--- What is being asked ---
Display each line of the entries below that contains the word "locate", treating uppercase and lowercase letters as distinct.

--- Dataset ---
---+---
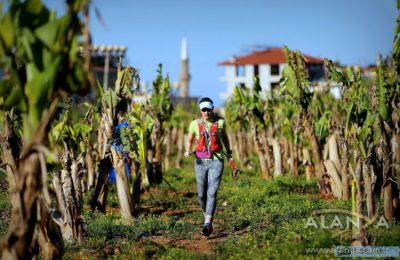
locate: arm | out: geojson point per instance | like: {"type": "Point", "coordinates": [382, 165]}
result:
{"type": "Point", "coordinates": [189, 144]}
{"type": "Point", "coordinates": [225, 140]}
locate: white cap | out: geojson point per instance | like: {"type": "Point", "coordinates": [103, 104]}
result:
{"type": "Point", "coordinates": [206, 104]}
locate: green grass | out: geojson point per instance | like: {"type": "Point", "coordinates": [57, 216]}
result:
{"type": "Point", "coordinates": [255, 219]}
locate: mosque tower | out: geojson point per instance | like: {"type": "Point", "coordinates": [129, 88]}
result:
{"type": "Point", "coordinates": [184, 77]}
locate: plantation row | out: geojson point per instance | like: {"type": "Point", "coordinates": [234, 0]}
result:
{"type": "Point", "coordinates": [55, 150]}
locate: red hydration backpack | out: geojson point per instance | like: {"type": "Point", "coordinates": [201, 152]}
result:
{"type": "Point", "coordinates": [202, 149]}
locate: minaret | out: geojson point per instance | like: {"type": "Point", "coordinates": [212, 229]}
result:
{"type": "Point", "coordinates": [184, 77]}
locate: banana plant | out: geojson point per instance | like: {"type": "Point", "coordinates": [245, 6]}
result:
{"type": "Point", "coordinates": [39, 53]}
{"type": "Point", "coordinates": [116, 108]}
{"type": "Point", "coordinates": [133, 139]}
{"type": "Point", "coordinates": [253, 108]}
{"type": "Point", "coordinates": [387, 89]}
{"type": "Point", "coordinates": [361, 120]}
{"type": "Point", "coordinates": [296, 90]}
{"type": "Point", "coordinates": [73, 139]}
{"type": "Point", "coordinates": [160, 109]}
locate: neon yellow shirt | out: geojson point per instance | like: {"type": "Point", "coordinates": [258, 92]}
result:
---+---
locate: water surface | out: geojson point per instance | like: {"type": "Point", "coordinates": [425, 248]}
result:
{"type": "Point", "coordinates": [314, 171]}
---+---
--- Response for this exercise ---
locate: arm | out: geojson point per instance | like: {"type": "Point", "coordinates": [382, 165]}
locate: white cap | out: geojson point per instance | like: {"type": "Point", "coordinates": [103, 104]}
locate: green grass | out: geojson point per instance | like: {"type": "Point", "coordinates": [57, 216]}
locate: mosque tower | out: geojson point per instance | like: {"type": "Point", "coordinates": [129, 88]}
locate: plantation row | out: geojson point per instance | like: {"type": "Point", "coordinates": [234, 0]}
locate: red hydration backpack | out: geojson point per instance | like: {"type": "Point", "coordinates": [201, 152]}
locate: minaret | out: geojson point per instance | like: {"type": "Point", "coordinates": [212, 229]}
locate: banana plant | out: geojson point per instance | like: {"type": "Point", "coordinates": [245, 6]}
locate: neon yellow shirt | out: geojson point per instance | like: {"type": "Point", "coordinates": [258, 92]}
locate: water surface | out: geojson point per instance | like: {"type": "Point", "coordinates": [425, 248]}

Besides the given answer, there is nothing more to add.